» **Problem to solve**
A faithful transcription of all the data is required.

= = = = = = =

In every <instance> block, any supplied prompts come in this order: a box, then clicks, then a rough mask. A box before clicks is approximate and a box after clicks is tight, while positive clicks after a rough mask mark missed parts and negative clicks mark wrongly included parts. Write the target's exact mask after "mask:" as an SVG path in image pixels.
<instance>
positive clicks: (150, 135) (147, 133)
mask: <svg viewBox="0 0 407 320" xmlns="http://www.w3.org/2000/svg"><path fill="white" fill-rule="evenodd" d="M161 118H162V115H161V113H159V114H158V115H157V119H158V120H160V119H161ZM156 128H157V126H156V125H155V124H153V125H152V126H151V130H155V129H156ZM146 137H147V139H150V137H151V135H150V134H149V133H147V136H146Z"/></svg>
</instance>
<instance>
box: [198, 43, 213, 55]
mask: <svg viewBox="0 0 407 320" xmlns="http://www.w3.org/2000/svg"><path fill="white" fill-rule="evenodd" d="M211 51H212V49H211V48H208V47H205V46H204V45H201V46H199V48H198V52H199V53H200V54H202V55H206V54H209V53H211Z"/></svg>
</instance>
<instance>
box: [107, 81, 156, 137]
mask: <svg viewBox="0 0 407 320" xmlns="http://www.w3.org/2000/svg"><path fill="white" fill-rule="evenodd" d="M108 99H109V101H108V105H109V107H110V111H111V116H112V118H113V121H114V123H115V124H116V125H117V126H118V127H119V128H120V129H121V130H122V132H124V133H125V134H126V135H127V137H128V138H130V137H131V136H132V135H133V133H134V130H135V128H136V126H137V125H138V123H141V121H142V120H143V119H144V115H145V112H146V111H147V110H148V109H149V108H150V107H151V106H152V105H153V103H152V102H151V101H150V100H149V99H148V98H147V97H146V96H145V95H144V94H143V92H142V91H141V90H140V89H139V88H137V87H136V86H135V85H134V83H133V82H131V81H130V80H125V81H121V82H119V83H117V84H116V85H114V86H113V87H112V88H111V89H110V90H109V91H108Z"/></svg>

= = = = = = =

» **Solution**
In every <instance> block, any supplied prompts come in this order: a box, then clicks, then a rough mask. A box before clicks is approximate and a box after clicks is tight, while positive clicks after a rough mask mark missed parts and negative clicks mark wrongly included parts. Write the target's exact mask after "mask:" as an SVG path in image pixels.
<instance>
positive clicks: (150, 135) (147, 133)
mask: <svg viewBox="0 0 407 320" xmlns="http://www.w3.org/2000/svg"><path fill="white" fill-rule="evenodd" d="M161 118H162V115H161V113H159V114H158V115H157V119H158V120H160V119H161ZM156 128H157V126H156V125H155V124H153V125H152V126H151V130H155V129H156ZM146 137H147V139H150V137H151V135H150V134H149V133H147V136H146Z"/></svg>
</instance>
<instance>
box: [198, 43, 213, 55]
mask: <svg viewBox="0 0 407 320" xmlns="http://www.w3.org/2000/svg"><path fill="white" fill-rule="evenodd" d="M211 51H212V49H211V48H208V47H205V46H204V45H201V46H199V48H198V52H199V53H200V54H202V55H206V54H209V53H211Z"/></svg>
</instance>
<instance>
box: [107, 81, 156, 137]
mask: <svg viewBox="0 0 407 320" xmlns="http://www.w3.org/2000/svg"><path fill="white" fill-rule="evenodd" d="M108 99H109V101H108V105H109V107H110V111H111V116H112V118H113V121H114V123H115V124H116V125H117V126H118V127H119V128H120V129H121V130H122V132H124V133H125V134H126V135H127V137H128V138H130V137H131V136H132V135H133V133H134V130H135V128H136V126H137V125H138V123H141V121H142V120H143V119H144V115H145V112H146V111H147V110H148V109H149V108H150V107H151V106H152V105H153V103H152V102H151V101H150V100H149V99H148V98H147V97H146V96H145V95H144V94H143V92H142V91H141V90H140V89H139V88H137V87H136V86H135V85H134V83H133V82H131V81H130V80H125V81H121V82H119V83H117V84H116V85H114V86H113V87H112V88H111V89H110V90H109V91H108Z"/></svg>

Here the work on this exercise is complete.